* Условие задачи
К чему, согласно исходному тексту, относятся почти все внешне-чувственные значения «эйдоса»?

* Исходный текст
Очерки античного символизма и мифологии

3. Исходный пункт значения. Вйдение. Что такое «эйдос» и «идея» у Платона вообще, каково первичное значение этих понятий? Я не решился бы прямо употребить те понятия и термины, которые мне представляются наиболее подходящими для определения «эйдоса» и «идеи». Я укажу сначала в отдельности те моменты, которые представляются моему «интуитивному» взору.

Прежде всего, трудно оспаривать ту истину, что эйдос и идея, в связи с своей этимологией, относятся, раньше всякого иного употребления, к сфере видения, созерцания, узрения. Это — вид вещи, в самом первоначальном и буквальном смысле этого слова. Я не стану приводить для подтверждения этого цитат не только потому, что такое приведение частных случаев было бы для нашего обобщенно–сущностного «интуитивного» метода contradictio in adiecto[426] , но и потому, что самый корень того слова (а это все–таки нечто основное) ни на что иное и указывать не может. Какие бы значения это слово ни имело, нужно везде уметь рассмотреть этот созерцательный, может быть, просто зрительный корень. Для греческой философии это весьма ценное слово: в нем, что бы ни имелось в виду, чувствуется вся эта зрительная и созерцательная пропитанность греческого мироощущения. Мало того. Это — последняя видимость и узренность, прозрачная интуитивность и непосредственная схваченность и всего мыслительного. Словом, все, что есть, данное зрению и узрению, какая бы ни была его качественная существенность, все это есть «эйдос».

4. Видение живого организма. Но остановиться на этом значило бы преградить себе всяческий путь к подлинному «узрению» данного понятия. В первичном и центральном зерне этого понятия я нахожу, кроме момента предметного видения, еще момент нераздельной целостности и единства. Платон вообще любит говорить на тему о цельности и единстве; и в этом едва ли не центральный пункт всей его системы. Для греческого мироощущения вообще характерно это исповедание какой–то особенно–органичной цельности Платон несколько раз удивительно глубоко и ясно говорит о нераздельности живого единства, о невозможности получения единства из простой суммы и множества, и это — начиная с сократовских диалогов, вся суть которых в исповедании каких–то совершенно неразделимых на отдельные части и определения живых понятий — мужества, святости, добродетели, красоты и т. п. и кончая пифагорейскими концепциями последнего периода. Начиная с Гомера, можно было бы привести массу иллюстраций полной невозможности мыслить для грека мир вне единства и живой все–охватности. У Платона тоже немыслим мир хаотический; он ведь и объявлял такой мир несуществующим и сводил его к субъективной иллюзии. Эйдос немыслим без момента цельности и живой связанности частей. Это, если соединить первый, указанный нами момент со вторым, видение живого организма, целостного единства. Оно, это увиденное единство, должно быть рассматриваемо как нечто простое и элементарное; в нем, как в единстве частей, нет никаких частей; оно схватывается единым актом и од–нокачественным узрением. Вот почему почти все внешне–чувственные значения «эйдоса» относятся не к чему другому, но к телу человека. Тело, организм не есть ведь ни голова, ни руки, ни ноги, ни туловище, не есть и их простая сумма. Но идея организма есть и в голове, и в руках, и в ногах; она дана в них, но не состоит из них. Она — самостоятельное живое и простое единство. И как бы Платон ни «делил» душу на «части», все–таки, когда заходит речь о душе как эйдосе, о душе в целом, душа у него оказывается простой, нераздельной, близкой к «идеям» и срод–ственной им. И так во всем.

* Записанные данные

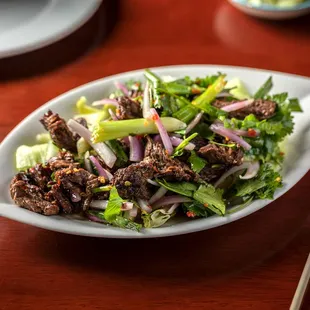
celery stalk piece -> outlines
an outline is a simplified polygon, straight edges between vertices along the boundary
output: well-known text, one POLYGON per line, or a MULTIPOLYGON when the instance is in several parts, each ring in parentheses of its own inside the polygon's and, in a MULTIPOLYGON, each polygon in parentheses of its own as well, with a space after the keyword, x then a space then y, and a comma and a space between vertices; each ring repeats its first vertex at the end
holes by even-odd
POLYGON ((208 112, 208 107, 211 102, 216 98, 217 94, 219 94, 225 87, 225 75, 220 75, 216 81, 211 84, 205 92, 203 92, 199 97, 192 101, 192 104, 205 112, 208 112))
MULTIPOLYGON (((168 132, 186 128, 186 124, 173 117, 162 117, 161 121, 168 132)), ((93 130, 93 142, 98 143, 119 139, 130 135, 144 135, 158 133, 153 120, 136 118, 122 121, 99 123, 93 130)))

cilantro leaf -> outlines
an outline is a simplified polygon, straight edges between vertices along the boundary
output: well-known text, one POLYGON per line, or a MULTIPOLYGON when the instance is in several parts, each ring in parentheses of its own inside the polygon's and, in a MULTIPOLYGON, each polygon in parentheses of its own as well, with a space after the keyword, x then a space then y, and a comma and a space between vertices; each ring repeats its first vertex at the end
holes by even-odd
POLYGON ((115 220, 112 222, 113 225, 121 227, 121 228, 127 228, 131 230, 140 231, 142 228, 141 224, 135 223, 134 221, 131 221, 125 217, 122 217, 120 215, 117 215, 115 220))
POLYGON ((254 179, 239 180, 236 183, 236 196, 253 195, 254 199, 273 199, 276 189, 282 187, 281 180, 279 172, 269 164, 264 164, 254 179))
POLYGON ((188 161, 191 164, 192 170, 196 173, 199 173, 207 164, 207 161, 199 157, 195 151, 191 151, 191 156, 188 161))
POLYGON ((198 136, 198 133, 193 133, 192 135, 190 135, 189 137, 187 137, 186 139, 184 139, 175 149, 174 152, 172 154, 173 157, 175 156, 181 156, 183 154, 184 148, 189 144, 189 142, 191 140, 193 140, 195 137, 198 136))
POLYGON ((197 185, 189 182, 167 182, 166 180, 156 180, 162 187, 168 189, 169 191, 178 193, 183 196, 193 197, 194 191, 197 190, 197 185))
POLYGON ((116 187, 113 186, 110 191, 107 208, 104 212, 104 217, 108 222, 115 221, 116 217, 120 215, 123 202, 125 202, 125 200, 118 195, 116 187))
POLYGON ((272 86, 273 86, 272 77, 270 76, 268 80, 255 93, 254 99, 264 98, 270 92, 272 86))
POLYGON ((198 201, 184 203, 183 209, 185 212, 192 212, 195 217, 208 217, 214 214, 213 211, 198 201))
POLYGON ((226 206, 222 198, 223 190, 216 189, 212 185, 200 185, 198 190, 194 193, 193 198, 204 206, 207 206, 216 214, 224 215, 226 206))
POLYGON ((302 112, 302 108, 301 108, 299 100, 297 98, 289 99, 289 109, 292 112, 302 112))

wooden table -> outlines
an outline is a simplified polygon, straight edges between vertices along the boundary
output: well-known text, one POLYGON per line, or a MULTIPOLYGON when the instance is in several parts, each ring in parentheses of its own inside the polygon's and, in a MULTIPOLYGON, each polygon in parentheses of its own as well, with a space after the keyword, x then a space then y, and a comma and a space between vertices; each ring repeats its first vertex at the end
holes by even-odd
MULTIPOLYGON (((0 138, 49 99, 122 71, 201 63, 309 76, 309 33, 309 16, 265 22, 219 0, 104 1, 69 38, 0 61, 0 138)), ((1 218, 0 308, 288 309, 310 251, 309 184, 173 238, 93 239, 1 218)))

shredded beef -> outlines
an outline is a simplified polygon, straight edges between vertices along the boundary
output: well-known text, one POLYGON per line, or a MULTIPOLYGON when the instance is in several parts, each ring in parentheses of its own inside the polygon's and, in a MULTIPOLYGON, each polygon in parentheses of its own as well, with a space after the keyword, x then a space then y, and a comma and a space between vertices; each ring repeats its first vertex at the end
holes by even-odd
POLYGON ((185 163, 176 158, 170 158, 160 143, 153 143, 148 157, 144 159, 156 169, 156 177, 169 181, 195 181, 197 175, 185 163))
MULTIPOLYGON (((88 128, 87 125, 87 120, 84 117, 78 117, 75 119, 75 121, 77 123, 79 123, 80 125, 82 125, 85 128, 88 128)), ((73 138, 75 141, 79 140, 81 138, 81 136, 79 134, 77 134, 76 132, 73 133, 73 138)))
POLYGON ((112 184, 115 185, 123 199, 150 199, 152 186, 147 179, 152 179, 155 169, 152 163, 140 162, 127 168, 118 169, 114 174, 112 184))
POLYGON ((43 167, 42 164, 36 164, 28 170, 29 177, 43 191, 46 190, 48 182, 51 181, 51 174, 50 168, 43 167))
POLYGON ((232 149, 217 144, 208 144, 199 149, 198 155, 209 164, 241 165, 243 152, 240 148, 232 149))
POLYGON ((213 183, 217 181, 230 167, 231 166, 227 165, 220 165, 218 167, 207 165, 199 172, 199 175, 207 183, 213 183))
POLYGON ((57 156, 52 157, 48 161, 49 167, 56 171, 61 168, 79 168, 80 164, 74 162, 74 156, 70 152, 60 152, 57 156))
POLYGON ((185 163, 170 158, 160 143, 147 139, 146 157, 137 164, 118 169, 114 174, 113 185, 124 199, 150 199, 152 185, 147 179, 164 178, 167 181, 198 181, 199 176, 185 163))
POLYGON ((140 103, 131 100, 129 97, 119 97, 117 98, 119 107, 116 110, 116 116, 120 120, 141 118, 142 110, 140 103))
POLYGON ((64 119, 49 110, 40 121, 44 128, 49 131, 52 140, 59 148, 76 152, 76 140, 64 119))
POLYGON ((100 178, 82 168, 58 170, 55 179, 68 193, 72 202, 82 201, 83 210, 89 207, 93 196, 92 189, 101 184, 100 178))
POLYGON ((58 204, 62 207, 62 210, 65 213, 72 213, 74 210, 74 206, 69 198, 65 195, 60 185, 55 184, 52 186, 50 193, 53 195, 58 204))
POLYGON ((25 173, 17 174, 10 184, 10 193, 14 202, 30 211, 44 215, 59 213, 58 205, 45 199, 44 192, 28 181, 25 173))
MULTIPOLYGON (((232 103, 234 103, 234 101, 229 102, 229 101, 216 100, 213 103, 213 105, 216 108, 220 109, 232 103)), ((275 110, 276 110, 275 102, 270 100, 257 99, 251 105, 243 109, 229 112, 229 116, 238 119, 244 119, 247 115, 254 114, 257 119, 263 120, 272 117, 275 113, 275 110)))

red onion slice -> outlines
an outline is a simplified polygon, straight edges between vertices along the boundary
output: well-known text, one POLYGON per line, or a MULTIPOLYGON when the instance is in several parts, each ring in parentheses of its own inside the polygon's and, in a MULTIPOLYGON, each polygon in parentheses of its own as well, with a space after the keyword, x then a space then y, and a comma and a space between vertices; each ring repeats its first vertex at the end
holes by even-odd
POLYGON ((93 173, 93 169, 91 167, 90 160, 89 160, 89 152, 88 151, 84 154, 84 166, 88 172, 93 173))
POLYGON ((142 141, 137 137, 129 136, 129 160, 140 162, 144 157, 142 141))
POLYGON ((108 200, 92 200, 89 206, 92 209, 105 210, 108 206, 108 200))
POLYGON ((125 84, 121 83, 121 82, 114 82, 114 85, 117 89, 119 89, 125 96, 129 95, 129 91, 127 89, 127 87, 125 86, 125 84))
POLYGON ((112 109, 109 109, 108 112, 111 115, 111 118, 113 119, 113 121, 118 121, 118 118, 112 109))
POLYGON ((152 120, 155 122, 155 125, 163 141, 163 145, 166 151, 168 152, 168 154, 171 155, 173 153, 173 146, 169 138, 168 132, 166 128, 164 127, 157 111, 154 108, 151 108, 150 112, 151 112, 152 120))
POLYGON ((124 202, 121 207, 121 211, 129 211, 133 208, 132 202, 124 202))
POLYGON ((237 111, 237 110, 243 109, 243 108, 251 105, 253 102, 254 102, 254 99, 238 101, 238 102, 234 102, 232 104, 229 104, 225 107, 222 107, 221 110, 223 110, 225 112, 237 111))
POLYGON ((105 99, 101 99, 101 100, 97 100, 94 101, 92 103, 93 106, 101 106, 101 105, 113 105, 115 107, 118 107, 119 104, 117 102, 116 99, 109 99, 109 98, 105 98, 105 99))
POLYGON ((149 203, 152 205, 155 201, 157 201, 158 199, 164 197, 167 192, 168 192, 168 190, 166 188, 164 188, 163 186, 161 186, 156 191, 156 193, 151 197, 151 199, 149 200, 149 203))
POLYGON ((133 206, 131 210, 128 211, 130 217, 136 217, 138 215, 138 208, 133 206))
POLYGON ((191 198, 181 196, 181 195, 165 196, 165 197, 157 200, 155 203, 153 203, 153 208, 172 205, 175 203, 190 202, 190 201, 192 201, 191 198))
POLYGON ((158 186, 158 187, 160 186, 156 181, 153 181, 151 179, 147 179, 146 181, 147 181, 147 183, 152 184, 154 186, 158 186))
POLYGON ((113 175, 106 169, 104 169, 98 159, 95 156, 89 156, 89 160, 94 164, 94 166, 96 167, 98 174, 100 176, 103 176, 105 179, 111 181, 113 178, 113 175))
POLYGON ((241 175, 240 179, 249 180, 249 179, 254 178, 258 173, 259 167, 260 167, 260 164, 258 161, 252 162, 249 168, 247 169, 245 175, 243 176, 241 175))
POLYGON ((147 213, 151 213, 152 212, 152 208, 151 208, 150 204, 147 201, 138 198, 137 202, 138 202, 139 207, 141 208, 141 210, 143 210, 143 211, 145 211, 147 213))
POLYGON ((146 81, 143 92, 143 106, 142 106, 142 113, 144 118, 148 118, 150 116, 150 109, 151 109, 150 88, 149 88, 149 82, 146 81))
POLYGON ((195 116, 195 118, 187 125, 186 130, 185 130, 186 134, 191 132, 198 125, 202 116, 203 116, 203 112, 200 112, 195 116))
POLYGON ((172 214, 179 207, 179 205, 179 203, 174 203, 171 207, 166 207, 167 213, 172 214))
MULTIPOLYGON (((170 138, 170 141, 171 141, 171 144, 173 146, 178 146, 179 144, 181 144, 183 142, 183 139, 179 138, 179 137, 176 137, 175 135, 173 136, 169 136, 170 138)), ((162 143, 162 139, 160 137, 160 135, 156 135, 154 136, 153 138, 154 142, 160 142, 162 143)), ((185 146, 185 150, 188 150, 188 151, 192 151, 194 148, 196 147, 196 145, 194 143, 191 143, 189 142, 186 146, 185 146)))
POLYGON ((247 143, 246 141, 244 141, 242 138, 240 138, 239 136, 237 136, 235 133, 233 133, 231 130, 225 128, 222 125, 219 124, 212 124, 210 126, 210 129, 217 133, 218 135, 221 135, 223 137, 227 137, 232 141, 235 141, 236 143, 240 144, 245 150, 250 150, 251 149, 251 145, 249 143, 247 143))
POLYGON ((96 215, 90 214, 88 212, 85 212, 85 216, 92 222, 108 224, 107 221, 97 217, 96 215))
MULTIPOLYGON (((241 164, 240 166, 235 166, 235 167, 232 167, 231 169, 229 169, 228 171, 226 171, 214 184, 214 187, 218 187, 221 183, 224 182, 224 180, 226 178, 228 178, 230 175, 238 172, 238 171, 241 171, 241 170, 245 170, 245 169, 251 169, 253 163, 249 162, 249 161, 246 161, 244 162, 243 164, 241 164)), ((255 167, 257 167, 257 164, 255 164, 255 167)), ((258 171, 258 169, 257 169, 258 171)), ((257 174, 257 171, 256 171, 256 174, 257 174)), ((246 173, 247 174, 247 173, 246 173)), ((245 175, 246 175, 245 174, 245 175)), ((256 175, 255 174, 255 175, 256 175)), ((252 173, 252 178, 255 177, 254 173, 252 173)), ((241 176, 240 176, 241 178, 241 176)))
MULTIPOLYGON (((181 144, 184 140, 181 138, 177 138, 175 136, 170 136, 170 141, 172 143, 173 146, 178 146, 179 144, 181 144)), ((188 151, 192 151, 194 148, 196 147, 196 145, 194 143, 189 142, 186 146, 185 146, 185 150, 188 151)))
POLYGON ((105 143, 92 143, 92 133, 73 119, 70 119, 67 125, 73 132, 76 132, 88 142, 88 144, 97 152, 109 168, 114 166, 117 158, 113 151, 105 143))

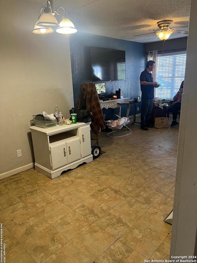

* Результат упражнения
Почти все внешне-чувственные значения «эйдоса» относятся к телу человека.